(Assigned task) Each line of the data that mentions the string "bare" needs to be identified and copied.

(Referring expression pointing data)
::::::::
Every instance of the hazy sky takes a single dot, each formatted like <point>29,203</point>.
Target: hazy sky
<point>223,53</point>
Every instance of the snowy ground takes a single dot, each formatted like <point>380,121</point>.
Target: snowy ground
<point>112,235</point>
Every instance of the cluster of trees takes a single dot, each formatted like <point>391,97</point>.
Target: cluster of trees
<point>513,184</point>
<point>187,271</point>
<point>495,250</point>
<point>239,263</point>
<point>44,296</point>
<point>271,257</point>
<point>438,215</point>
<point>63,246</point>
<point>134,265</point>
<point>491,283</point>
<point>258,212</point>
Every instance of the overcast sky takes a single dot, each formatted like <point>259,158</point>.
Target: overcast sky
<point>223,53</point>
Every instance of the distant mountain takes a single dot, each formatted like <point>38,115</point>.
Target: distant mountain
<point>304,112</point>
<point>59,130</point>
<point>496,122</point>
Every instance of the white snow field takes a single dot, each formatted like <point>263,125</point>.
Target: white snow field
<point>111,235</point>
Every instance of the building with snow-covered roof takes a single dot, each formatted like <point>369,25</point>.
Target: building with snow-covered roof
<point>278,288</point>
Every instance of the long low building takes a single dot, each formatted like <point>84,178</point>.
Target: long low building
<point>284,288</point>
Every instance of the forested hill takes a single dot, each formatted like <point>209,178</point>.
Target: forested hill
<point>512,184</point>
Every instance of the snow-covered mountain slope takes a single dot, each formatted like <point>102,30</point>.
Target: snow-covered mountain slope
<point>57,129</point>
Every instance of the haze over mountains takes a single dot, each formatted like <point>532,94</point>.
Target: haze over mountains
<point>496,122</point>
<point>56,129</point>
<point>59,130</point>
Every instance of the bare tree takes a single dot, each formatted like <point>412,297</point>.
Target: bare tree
::::::::
(Answer box)
Every instance of the bare tree takes a single dot, each formatted like <point>412,297</point>.
Target: bare tree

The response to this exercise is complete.